> The request
Copy verbatim everything in the data below, from the line containing "one marker per instance, written like [108,108]" down to the final line of the data, both ends included.

> Dataset
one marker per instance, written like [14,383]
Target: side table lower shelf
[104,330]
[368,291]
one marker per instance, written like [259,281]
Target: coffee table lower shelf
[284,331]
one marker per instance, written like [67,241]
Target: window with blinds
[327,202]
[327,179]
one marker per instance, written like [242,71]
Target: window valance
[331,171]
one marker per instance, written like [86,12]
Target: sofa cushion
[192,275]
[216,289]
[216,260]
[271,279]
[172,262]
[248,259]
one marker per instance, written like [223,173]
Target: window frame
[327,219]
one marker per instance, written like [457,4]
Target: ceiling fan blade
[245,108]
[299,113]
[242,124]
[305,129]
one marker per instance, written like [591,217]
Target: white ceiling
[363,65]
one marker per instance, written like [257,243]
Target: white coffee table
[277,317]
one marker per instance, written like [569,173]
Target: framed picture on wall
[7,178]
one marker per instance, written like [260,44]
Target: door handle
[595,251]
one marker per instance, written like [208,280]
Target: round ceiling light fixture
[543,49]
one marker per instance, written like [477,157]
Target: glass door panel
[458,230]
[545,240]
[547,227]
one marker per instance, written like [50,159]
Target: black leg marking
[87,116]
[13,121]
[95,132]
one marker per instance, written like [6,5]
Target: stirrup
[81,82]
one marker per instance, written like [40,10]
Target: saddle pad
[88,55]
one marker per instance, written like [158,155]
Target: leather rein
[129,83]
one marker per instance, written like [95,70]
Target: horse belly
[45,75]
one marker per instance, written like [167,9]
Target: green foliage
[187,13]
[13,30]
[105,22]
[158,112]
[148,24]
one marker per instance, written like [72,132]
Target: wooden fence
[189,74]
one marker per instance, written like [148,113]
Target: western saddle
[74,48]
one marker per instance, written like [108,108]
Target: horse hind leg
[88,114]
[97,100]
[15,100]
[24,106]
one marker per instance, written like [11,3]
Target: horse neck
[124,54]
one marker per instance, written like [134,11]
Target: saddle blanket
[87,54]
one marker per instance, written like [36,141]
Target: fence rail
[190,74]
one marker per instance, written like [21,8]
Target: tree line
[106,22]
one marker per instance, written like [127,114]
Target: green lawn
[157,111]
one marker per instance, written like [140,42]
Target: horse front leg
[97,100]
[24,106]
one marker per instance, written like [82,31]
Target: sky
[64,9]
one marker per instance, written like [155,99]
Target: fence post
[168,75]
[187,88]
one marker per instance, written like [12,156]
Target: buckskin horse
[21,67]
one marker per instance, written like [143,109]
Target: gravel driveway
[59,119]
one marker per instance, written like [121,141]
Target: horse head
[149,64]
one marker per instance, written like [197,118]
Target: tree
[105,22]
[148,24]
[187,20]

> The solution
one marker per instance, written like [108,108]
Target: horse hind leg
[88,114]
[97,100]
[15,100]
[24,106]
one marker per instance, written like [11,3]
Target: horse neck
[124,54]
one marker per instance, written like [134,11]
Target: saddle blanket
[87,54]
one marker per instance, written like [36,141]
Target: fence rail
[190,74]
one marker per instance, written like [21,8]
Target: tree line
[106,22]
one marker per instance, written like [127,114]
Target: green lawn
[157,111]
one marker per instance, written like [140,42]
Target: horse front leg
[97,100]
[24,106]
one marker per instance, written like [82,31]
Target: sky
[64,9]
one marker per instance, written like [155,99]
Target: fence post
[168,75]
[187,88]
one marker per instance, written like [12,156]
Target: buckskin horse
[21,67]
one marker per instance, written like [143,109]
Target: gravel driveway
[59,119]
one marker per instance, written like [121,141]
Target: horse head
[149,64]
one marker per instance, written like [197,118]
Target: tree
[105,22]
[148,24]
[187,20]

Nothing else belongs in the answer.